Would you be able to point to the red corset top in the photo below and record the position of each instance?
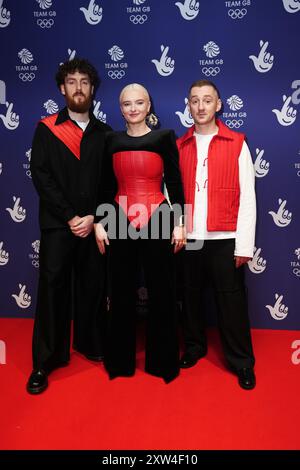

+---+

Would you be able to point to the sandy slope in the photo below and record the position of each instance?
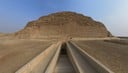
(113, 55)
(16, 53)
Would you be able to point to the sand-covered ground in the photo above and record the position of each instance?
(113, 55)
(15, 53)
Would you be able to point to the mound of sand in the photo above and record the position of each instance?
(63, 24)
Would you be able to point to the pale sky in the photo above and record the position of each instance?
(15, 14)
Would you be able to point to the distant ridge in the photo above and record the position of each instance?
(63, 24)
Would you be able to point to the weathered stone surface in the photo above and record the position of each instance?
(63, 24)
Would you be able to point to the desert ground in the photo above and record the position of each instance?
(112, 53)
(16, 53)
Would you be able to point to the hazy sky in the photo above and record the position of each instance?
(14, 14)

+---+

■ Instructies en vereisten ■
Filter de bovenstaande items en neem elke regel over waarin het woord "position" voorkomt.

■ Het antwoord ■
Would you be able to point to the red corset top in the photo below and record the position of each instance?
Would you be able to point to the sandy slope in the photo below and record the position of each instance?
Would you be able to point to the sand-covered ground in the photo above and record the position of each instance?
Would you be able to point to the mound of sand in the photo above and record the position of each instance?
Would you be able to point to the pale sky in the photo above and record the position of each instance?
Would you be able to point to the distant ridge in the photo above and record the position of each instance?
Would you be able to point to the weathered stone surface in the photo above and record the position of each instance?
Would you be able to point to the desert ground in the photo above and record the position of each instance?
Would you be able to point to the hazy sky in the photo above and record the position of each instance?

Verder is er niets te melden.